■ Dataset content ■

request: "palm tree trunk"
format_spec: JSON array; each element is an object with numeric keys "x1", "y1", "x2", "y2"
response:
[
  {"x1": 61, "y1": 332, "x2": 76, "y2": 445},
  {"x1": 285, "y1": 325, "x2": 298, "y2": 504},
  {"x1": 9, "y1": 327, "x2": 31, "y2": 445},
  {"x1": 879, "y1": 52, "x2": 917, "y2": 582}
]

■ What you are asked to do ■
Rewrite the rows above, changing "palm tree trunk" to "coconut palm trunk" and leaving everything else as it is.

■ Task response ■
request: "coconut palm trunk"
format_spec: JSON array; each element is an object with numeric keys "x1", "y1", "x2", "y2"
response:
[
  {"x1": 61, "y1": 332, "x2": 76, "y2": 445},
  {"x1": 285, "y1": 325, "x2": 298, "y2": 504},
  {"x1": 9, "y1": 327, "x2": 31, "y2": 445},
  {"x1": 879, "y1": 52, "x2": 917, "y2": 582}
]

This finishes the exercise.